The landscapes were expansive.

Fimmvörðuháls Trail marker

The water, rocks, snow, vegetation, and clouds formed compositions of earthen colors:


At altitude, the mist and snow merged into a ghostly gray:

rocks snow in the cloud

On the way down, the tectonic textures did not disappoint:

hillslope jigsaw

This rock formation appeared deceivingly anthropomorphic:

rock formation

That night, the Frenchman and I camped at the Básar campground in Þórsmörk. With a nice forest canopy and valley basin to shelter us from the ever-present elements of light and wind, I entered a deep and sustained slumber.

This was the only night where sleep was pleasant. Perhaps the greatest battle going forward was the dreaded night where no amount of exhaustion, melatonin, or earplugs could overcome the forces of restlessness in these everlit arctic borderlands.

Laugavegur Trail

The next morning I set out alone, as I would be for the remainder of the hike.

Laugavegur trail sign

Early in the day, I crossed a stream with my shoes on, for convenience not necessity. Wet sneakers pushed me close to my blister threshold, and for the remainder of the hike I applied maximum blister prevention, consisting of taping hotspots with Leukotape P, crossing streams barefoot or circumnavigating them, and wearing Injinji toe socks as a liner.

Later in the day, I crossed the behemoth Bláfjallakvísl river barefoot:

Big Stream Crossing

A warden I met afterwards said this is the one water crossing where he recommends footwear. It is also a road crossing and is wide. The frigidity rushed me forward against the competing objective of carefully selecting my footing.

Some unfiltered water was more delicious than others:

Water Refill

A great valley carved by rushing water revealed a red underbelly to the green surface:

red in cliffside

The snow had horns:

snow horns

It was rumored that camping outside of established campgrounds, which charge fees if in operation, is prohibited on the Laugavegur trail. However, after 20 plus miles on the day, I arrived to the Álftavatn huts next to an alpine lake of the same name. I was shocked by the location of the campsites, which seemed to be directly in the line of fire of the fierce winds accelerating from over the lake.

So I continued on and slept (or attempted to) aside a large boulder a bit off the trail:

Offtrail Campsite

Nature would punish me for my possibly prohibited cowboy camping. By time I gave up on sleeping around 4 AM, my quilt was dripping with condensation. Apparently, my intuition that clear skies would mean little dew was incorrect.

To add insult to injury, not more than 20 minutes into hiking, I encountered a rugged stream crossing. Have I mentioned that Iceland is cold, especially when the sun makes its brief dip below the horizon?

(Recorded data):
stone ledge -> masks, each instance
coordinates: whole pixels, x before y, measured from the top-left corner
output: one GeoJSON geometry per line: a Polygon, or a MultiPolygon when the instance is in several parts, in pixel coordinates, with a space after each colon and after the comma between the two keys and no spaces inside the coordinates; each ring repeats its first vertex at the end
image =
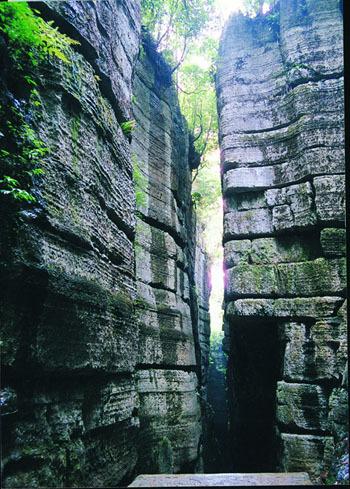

(Do this): Please reproduce the Iceland hiking text starting with "That night, the" and going on through "of the hike.", swapping "slumber" for "rest".

(Task result):
That night, the Frenchman and I camped at the Básar campground in Þórsmörk. With a nice forest canopy and valley basin to shelter us from the ever-present elements of light and wind, I entered a deep and sustained rest.

This was the only night where sleep was pleasant. Perhaps the greatest battle going forward was the dreaded night where no amount of exhaustion, melatonin, or earplugs could overcome the forces of restlessness in these everlit arctic borderlands.

Laugavegur Trail

The next morning I set out alone, as I would be for the remainder of the hike.